## AIM OF THE TASK
Exactly the lines from the one containing "Each matching instance of the deck" through the end of the data below are to be reproduced, and nothing besides them.

— start of ENTRIES —

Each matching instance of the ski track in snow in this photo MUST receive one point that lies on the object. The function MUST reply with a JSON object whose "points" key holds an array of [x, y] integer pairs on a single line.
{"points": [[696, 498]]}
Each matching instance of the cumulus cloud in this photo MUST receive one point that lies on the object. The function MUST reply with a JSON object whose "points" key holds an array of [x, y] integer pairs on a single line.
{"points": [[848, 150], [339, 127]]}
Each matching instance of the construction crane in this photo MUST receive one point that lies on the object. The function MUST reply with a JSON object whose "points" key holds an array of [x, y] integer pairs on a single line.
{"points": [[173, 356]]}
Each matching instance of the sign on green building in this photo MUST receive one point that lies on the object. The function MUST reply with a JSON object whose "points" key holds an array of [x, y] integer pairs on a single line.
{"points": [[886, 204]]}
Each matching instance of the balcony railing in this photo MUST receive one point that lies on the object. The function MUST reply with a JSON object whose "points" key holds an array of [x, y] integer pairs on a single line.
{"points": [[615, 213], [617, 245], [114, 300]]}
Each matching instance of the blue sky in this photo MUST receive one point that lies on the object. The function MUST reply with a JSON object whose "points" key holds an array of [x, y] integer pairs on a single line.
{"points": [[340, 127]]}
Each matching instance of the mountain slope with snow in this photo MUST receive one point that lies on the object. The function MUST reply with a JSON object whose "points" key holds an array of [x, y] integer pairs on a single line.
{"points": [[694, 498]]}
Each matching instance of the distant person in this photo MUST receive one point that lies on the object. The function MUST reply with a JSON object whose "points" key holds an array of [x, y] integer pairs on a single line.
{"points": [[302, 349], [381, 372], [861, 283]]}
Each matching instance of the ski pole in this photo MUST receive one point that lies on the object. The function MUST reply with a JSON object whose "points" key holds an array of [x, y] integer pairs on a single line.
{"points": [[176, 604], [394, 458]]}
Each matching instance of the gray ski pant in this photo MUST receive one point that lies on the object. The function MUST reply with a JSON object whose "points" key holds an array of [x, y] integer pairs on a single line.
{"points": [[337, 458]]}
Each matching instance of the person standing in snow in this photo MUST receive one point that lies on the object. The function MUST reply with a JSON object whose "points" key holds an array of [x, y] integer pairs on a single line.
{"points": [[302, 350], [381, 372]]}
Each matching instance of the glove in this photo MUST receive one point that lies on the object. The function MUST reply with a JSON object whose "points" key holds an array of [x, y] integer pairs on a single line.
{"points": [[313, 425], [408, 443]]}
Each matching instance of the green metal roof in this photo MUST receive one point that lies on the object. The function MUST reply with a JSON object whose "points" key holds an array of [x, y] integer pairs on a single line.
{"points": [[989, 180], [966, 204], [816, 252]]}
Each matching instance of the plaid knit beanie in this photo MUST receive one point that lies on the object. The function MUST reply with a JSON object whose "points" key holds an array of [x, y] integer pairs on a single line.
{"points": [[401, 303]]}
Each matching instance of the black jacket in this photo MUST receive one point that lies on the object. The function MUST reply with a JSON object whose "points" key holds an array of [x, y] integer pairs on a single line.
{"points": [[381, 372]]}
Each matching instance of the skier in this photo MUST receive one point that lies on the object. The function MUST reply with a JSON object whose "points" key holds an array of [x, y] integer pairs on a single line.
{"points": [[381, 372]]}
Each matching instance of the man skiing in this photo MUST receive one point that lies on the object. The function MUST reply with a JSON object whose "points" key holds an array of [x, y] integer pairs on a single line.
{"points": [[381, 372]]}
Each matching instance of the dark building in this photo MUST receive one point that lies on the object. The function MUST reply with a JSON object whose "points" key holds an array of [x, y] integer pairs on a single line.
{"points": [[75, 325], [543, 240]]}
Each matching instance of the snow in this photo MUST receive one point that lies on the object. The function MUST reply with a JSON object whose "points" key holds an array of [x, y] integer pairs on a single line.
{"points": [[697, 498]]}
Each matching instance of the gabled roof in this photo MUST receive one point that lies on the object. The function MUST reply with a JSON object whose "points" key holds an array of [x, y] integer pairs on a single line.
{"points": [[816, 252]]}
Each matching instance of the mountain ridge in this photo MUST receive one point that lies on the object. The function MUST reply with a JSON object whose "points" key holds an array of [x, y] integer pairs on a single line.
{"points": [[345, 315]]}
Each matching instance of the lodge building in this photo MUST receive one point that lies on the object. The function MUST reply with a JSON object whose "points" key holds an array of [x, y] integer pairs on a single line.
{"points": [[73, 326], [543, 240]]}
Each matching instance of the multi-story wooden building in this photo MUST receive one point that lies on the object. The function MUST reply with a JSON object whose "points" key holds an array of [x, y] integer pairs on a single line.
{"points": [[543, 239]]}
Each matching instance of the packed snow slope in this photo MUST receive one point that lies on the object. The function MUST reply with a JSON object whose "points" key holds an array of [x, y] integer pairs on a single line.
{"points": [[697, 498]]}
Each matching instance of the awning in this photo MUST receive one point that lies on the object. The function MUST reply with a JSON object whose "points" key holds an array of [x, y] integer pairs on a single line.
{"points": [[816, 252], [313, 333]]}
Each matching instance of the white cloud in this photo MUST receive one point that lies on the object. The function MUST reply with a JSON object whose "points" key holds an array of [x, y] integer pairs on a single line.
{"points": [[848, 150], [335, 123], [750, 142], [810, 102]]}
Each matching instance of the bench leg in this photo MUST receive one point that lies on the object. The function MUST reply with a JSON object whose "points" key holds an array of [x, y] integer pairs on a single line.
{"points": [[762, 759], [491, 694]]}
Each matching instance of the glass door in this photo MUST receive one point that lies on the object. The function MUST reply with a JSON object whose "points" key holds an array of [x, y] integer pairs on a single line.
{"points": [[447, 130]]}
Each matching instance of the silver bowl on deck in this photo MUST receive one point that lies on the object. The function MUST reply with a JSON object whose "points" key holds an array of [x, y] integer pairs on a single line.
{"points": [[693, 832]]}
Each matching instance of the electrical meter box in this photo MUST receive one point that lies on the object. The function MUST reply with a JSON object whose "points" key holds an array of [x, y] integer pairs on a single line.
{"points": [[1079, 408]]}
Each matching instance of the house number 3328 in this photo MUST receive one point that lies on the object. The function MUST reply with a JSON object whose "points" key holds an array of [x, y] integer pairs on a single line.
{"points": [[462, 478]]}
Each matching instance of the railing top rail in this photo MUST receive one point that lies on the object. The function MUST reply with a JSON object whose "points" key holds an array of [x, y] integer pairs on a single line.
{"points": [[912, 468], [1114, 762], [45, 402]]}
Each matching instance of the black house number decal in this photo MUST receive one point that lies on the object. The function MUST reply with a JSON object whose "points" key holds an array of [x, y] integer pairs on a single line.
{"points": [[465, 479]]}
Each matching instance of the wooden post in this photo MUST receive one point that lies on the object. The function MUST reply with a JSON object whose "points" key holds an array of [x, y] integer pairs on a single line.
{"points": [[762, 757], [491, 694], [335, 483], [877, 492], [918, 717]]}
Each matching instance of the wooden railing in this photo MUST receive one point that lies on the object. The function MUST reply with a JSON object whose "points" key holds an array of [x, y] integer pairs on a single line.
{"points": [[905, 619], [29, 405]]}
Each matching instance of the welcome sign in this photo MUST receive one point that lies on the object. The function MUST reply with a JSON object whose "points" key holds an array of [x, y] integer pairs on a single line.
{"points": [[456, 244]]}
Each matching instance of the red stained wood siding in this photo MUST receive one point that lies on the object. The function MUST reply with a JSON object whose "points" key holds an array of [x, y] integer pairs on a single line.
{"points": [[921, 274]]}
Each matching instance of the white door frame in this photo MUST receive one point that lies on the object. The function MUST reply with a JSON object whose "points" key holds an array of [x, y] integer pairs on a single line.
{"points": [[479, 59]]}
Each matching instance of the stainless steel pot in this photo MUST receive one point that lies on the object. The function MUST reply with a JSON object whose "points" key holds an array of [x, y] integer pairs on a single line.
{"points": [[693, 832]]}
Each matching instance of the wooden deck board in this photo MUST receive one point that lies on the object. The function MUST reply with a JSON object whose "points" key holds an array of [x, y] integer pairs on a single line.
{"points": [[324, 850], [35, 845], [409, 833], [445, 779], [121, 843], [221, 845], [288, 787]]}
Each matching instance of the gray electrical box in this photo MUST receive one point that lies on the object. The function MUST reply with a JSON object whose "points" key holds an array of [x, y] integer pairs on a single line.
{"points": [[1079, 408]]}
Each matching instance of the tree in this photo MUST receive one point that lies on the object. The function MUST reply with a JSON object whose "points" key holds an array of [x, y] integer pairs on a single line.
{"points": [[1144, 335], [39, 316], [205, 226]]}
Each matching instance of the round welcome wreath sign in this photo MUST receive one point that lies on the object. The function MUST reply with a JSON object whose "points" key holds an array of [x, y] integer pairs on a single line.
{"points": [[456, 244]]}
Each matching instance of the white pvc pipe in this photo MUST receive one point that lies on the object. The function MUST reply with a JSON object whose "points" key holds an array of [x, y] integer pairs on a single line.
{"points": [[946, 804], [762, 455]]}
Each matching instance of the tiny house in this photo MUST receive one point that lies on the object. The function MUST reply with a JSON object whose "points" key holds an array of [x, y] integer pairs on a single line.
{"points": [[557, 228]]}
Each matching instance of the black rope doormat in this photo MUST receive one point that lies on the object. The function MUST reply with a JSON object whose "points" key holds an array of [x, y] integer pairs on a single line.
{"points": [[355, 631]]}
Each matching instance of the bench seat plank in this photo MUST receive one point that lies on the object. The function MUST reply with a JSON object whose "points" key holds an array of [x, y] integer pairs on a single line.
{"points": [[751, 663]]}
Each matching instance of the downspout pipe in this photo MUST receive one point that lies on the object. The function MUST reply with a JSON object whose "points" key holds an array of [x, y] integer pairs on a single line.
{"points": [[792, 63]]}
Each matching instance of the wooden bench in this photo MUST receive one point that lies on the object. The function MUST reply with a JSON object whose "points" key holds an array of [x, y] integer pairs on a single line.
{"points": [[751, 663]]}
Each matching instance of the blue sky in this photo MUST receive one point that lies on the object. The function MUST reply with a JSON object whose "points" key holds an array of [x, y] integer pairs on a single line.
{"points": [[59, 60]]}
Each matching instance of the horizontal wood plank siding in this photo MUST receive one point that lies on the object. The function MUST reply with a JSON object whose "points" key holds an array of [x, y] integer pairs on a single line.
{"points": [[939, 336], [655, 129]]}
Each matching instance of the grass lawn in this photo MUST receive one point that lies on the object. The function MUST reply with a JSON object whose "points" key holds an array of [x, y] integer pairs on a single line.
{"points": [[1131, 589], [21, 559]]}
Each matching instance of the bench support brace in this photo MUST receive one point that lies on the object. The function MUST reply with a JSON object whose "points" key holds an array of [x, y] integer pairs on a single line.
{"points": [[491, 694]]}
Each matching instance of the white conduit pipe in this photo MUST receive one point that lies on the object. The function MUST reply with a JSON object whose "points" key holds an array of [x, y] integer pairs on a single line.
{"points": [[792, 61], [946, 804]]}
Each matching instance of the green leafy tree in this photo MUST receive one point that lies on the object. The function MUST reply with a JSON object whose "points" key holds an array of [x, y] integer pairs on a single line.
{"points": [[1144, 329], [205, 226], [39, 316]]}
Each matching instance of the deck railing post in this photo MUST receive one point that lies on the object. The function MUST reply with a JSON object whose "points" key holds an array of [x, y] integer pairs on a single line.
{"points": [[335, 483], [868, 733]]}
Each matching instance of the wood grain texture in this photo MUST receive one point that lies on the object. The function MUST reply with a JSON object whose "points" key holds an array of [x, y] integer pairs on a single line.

— end of ENTRIES —

## CORRECT RESPONSE
Each matching instance of the deck railing post in this photo MUST receive one point that lies on the object. The function MUST reply with a JSON object whose "points" key holds an array of [x, y] integer pairs on a single line.
{"points": [[335, 483], [868, 733]]}
Each matching instance of the wood grain texture in this photo MUST receive one point that lies on the object. The function MUST reply with a JSON object whose "points" key holds an array of [x, y] integer pairs on a single line.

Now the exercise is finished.